Saved entries:
════

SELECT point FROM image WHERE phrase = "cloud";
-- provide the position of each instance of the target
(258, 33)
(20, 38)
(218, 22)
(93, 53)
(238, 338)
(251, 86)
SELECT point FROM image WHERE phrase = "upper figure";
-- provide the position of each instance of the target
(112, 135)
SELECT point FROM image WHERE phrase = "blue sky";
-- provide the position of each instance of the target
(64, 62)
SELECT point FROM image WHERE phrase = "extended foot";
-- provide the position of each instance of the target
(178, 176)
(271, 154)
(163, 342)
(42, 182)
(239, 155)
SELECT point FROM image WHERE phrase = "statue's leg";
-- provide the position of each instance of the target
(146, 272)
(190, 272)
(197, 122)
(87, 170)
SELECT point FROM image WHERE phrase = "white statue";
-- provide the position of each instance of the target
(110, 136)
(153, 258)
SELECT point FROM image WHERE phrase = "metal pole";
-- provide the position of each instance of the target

════

Problem.
Copy each line above that contains the string "statue".

Completed task.
SELECT point FROM image WHERE phrase = "statue's leg";
SELECT point FROM image WHERE phrase = "white statue";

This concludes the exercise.